**What this task involves**
Which of the lines below holds the string "white"? Copy every line that does.
**********
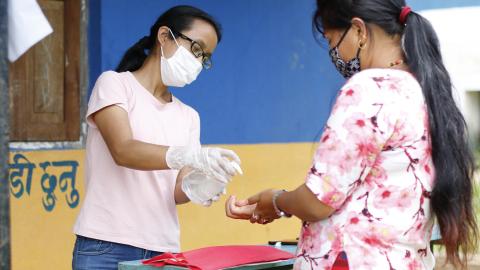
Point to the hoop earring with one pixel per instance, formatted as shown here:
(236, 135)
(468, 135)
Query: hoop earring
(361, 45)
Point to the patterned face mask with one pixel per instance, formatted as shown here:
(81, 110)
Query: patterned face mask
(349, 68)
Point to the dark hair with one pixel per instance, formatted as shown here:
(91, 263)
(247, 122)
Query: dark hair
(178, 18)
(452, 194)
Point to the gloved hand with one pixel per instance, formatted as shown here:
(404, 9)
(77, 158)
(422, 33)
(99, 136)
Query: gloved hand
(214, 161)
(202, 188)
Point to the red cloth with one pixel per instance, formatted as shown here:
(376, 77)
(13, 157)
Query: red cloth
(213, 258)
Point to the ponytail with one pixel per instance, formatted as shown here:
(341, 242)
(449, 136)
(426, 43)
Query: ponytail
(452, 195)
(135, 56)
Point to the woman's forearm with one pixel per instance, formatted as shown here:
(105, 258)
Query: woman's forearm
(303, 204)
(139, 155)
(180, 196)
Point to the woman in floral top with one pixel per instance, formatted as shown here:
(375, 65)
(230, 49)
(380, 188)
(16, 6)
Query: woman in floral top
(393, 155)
**********
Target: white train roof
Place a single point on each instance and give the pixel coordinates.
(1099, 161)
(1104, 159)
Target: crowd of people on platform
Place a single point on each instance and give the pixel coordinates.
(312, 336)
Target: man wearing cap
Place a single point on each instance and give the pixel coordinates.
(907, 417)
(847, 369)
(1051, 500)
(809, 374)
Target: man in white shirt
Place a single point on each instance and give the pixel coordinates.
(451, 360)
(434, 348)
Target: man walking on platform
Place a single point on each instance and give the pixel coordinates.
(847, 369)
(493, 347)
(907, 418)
**********
**The answer**
Target: white train roof
Target: man in white shirt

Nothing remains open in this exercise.